(Excerpts of bounding box data)
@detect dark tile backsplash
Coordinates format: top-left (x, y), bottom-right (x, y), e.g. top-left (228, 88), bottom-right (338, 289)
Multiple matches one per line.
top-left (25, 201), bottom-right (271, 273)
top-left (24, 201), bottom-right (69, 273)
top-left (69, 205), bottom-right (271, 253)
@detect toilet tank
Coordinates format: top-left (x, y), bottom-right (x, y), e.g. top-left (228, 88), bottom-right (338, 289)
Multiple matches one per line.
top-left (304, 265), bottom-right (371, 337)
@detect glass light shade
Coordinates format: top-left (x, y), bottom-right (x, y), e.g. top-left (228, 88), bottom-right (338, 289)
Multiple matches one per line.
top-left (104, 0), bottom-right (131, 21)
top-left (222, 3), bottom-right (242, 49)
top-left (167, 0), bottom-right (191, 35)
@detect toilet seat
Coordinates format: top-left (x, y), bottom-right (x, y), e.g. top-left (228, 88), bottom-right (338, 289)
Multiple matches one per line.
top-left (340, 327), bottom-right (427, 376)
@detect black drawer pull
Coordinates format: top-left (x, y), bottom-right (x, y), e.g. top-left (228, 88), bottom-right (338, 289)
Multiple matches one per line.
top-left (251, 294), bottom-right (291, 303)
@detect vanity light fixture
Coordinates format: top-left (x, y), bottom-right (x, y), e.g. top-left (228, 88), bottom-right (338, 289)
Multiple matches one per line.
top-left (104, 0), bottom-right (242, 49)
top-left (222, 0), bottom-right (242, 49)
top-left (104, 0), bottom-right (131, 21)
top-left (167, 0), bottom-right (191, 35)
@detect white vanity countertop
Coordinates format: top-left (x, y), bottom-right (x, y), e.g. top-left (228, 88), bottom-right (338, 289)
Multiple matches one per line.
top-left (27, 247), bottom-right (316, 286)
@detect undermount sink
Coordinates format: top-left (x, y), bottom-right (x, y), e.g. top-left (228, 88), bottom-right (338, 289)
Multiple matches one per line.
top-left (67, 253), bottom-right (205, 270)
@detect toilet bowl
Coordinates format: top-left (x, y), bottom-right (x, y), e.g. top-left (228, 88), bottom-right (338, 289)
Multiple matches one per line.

(EXERCISE PROMPT) Return every line of the entries above that contains the word "toilet", matching case exactly.

(RESPONSE TO THE EXERCISE)
@detect toilet tank
@detect toilet seat
@detect toilet bowl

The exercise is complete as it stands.